=== CHECK YOUR UNDERSTANDING ===
1: According to the resume on equity and health disparities, how many street view images did the new analysis examine?
2: Rewrite the resume on equity and health disparities from "11.-Focused analysis on" up to and including "COVID-19 pandemic response.", changing "sidewalks" to "bike lanes".
3: Extend the numbered resume on equity and health disparities past its final point.

Concept Graph & Resume using Claude 3 Opus | Chat GPT4 | Gemini Adv | Llama 3:
Resume:
1.-Equity means meeting people where they are and providing solutions based on their different individual needs, not just equality.
2.-Two key projects: AIM AHEAD to increase diversity in AI for health, and Racial Data Tracker to highlight structural racism.
3.-Racial Data Tracker collects and disseminates data on racial disparities across topics to inform advocacy and policymaking. Launches this month.
4.-A person's neighborhood is a major determinant of their life expectancy. Wealth and race/ethnicity also intersect with neighborhood.
5.-Social determinants of health (conditions of birth, living, work) impact health more than clinical care. Includes socioeconomic and environmental factors.
6.-Life expectancy varies significantly by race in the US. Males have lower life expectancy than females across racial groups.
7.-Historically racist policies like 1930s redlining of neighborhoods continue to impact health disparities and segregation in those areas today.
8.-Machine learning analysis of satellite imagery can accurately estimate neighborhood-level obesity rates, outperforming other data like points of interest.
9.-New analysis looked at 164M street view images to quantify racial disparities in built environment and impact on health.
10.-Classified neighborhoods by racial majority and matched to 1930s redlining maps. Data covered 59K neighborhoods in many US cities.
11.-Focused analysis on built environment features known or potentially related to health like green space, housing, sidewalks, crosswalks, etc.
12.-Found strong lingering association between 1930s neighborhood classifications and modern racial composition, suggesting lasting impact of discriminatory policies.
13.-Most significant finding was poor quality/multi-family housing strongly mediated disparities in sleep and asthma. Housing is critical for health.
14.-Goal is to measure and highlight inequities so they can inform policy changes. Without measurement, disparities are ignored.
15.-Wealth and economic factors do intersect with housing and health, but discriminatory policies have also independently shaped neighborhood environments.
16.-Team is considering how to analyze potential future impacts of current policies, such as those implemented during COVID-19 pandemic response.

=== INFORMATION SUPPLIED ===
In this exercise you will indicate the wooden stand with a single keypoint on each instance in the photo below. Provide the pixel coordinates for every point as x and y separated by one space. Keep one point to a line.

=== EXPECTED OUTPUTS ===
1: 164M street view images.

2:
11.-Focused analysis on built environment features known or potentially related to health like green space, housing, bike lanes, crosswalks, etc.
12.-Found strong lingering association between 1930s neighborhood classifications and modern racial composition, suggesting lasting impact of discriminatory policies.
13.-Most significant finding was poor quality/multi-family housing strongly mediated disparities in sleep and asthma. Housing is critical for health.
14.-Goal is to measure and highlight inequities so they can inform policy changes. Without measurement, disparities are ignored.
15.-Wealth and economic factors do intersect with housing and health, but discriminatory policies have also independently shaped neighborhood environments.
16.-Team is considering how to analyze potential future impacts of current policies, such as those implemented during COVID-19 pandemic response.

3:
17.-Change over time is evident in some areas getting worse, others better depending on targeted interventions. Racial Data Tracker will show trends.
18.-Bias in data used to understand these issues is a real concern that has to be carefully considered and mitigated.
19.-Complex intersectional factors require targeted, community-engaged interventions, not one-size-fits-all policies. But some social determinants of health are consistent globally.
20.-Research itself can influence behavior and outcomes, so potential societal impacts need to be considered in study design and data sharing.
21.-Quantifying and visualizing disparities, even if already generally known, is important for motivating policymakers to make changes over time.
22.-Collaborated directly with public health practitioners on past projects to influence disease surveillance. Racial Data Tracker builds on COVID tracking.
23.-Beyond proving disparities exist, research should provide guidance on potential policy solutions in accessible ways to enable advocacy.
24.-Changing built environment, like adding green space, is an example of a policy solution the research could point to.
25.-Need to study other countries in their specific policy contexts; impacts likely vary and results shouldn't be overgeneralized.
26.-Examining policies with positive vs negative disparity outcomes could suggest how to design better corrective policies for the future.
27.-The 1930s redlining classifications were highly problematic and discriminatory; we should not return to such labels today.
28.-Less segregated neighborhoods tend to have better socioeconomic and health outcomes overall. Reversing impacts of racist policies is needed.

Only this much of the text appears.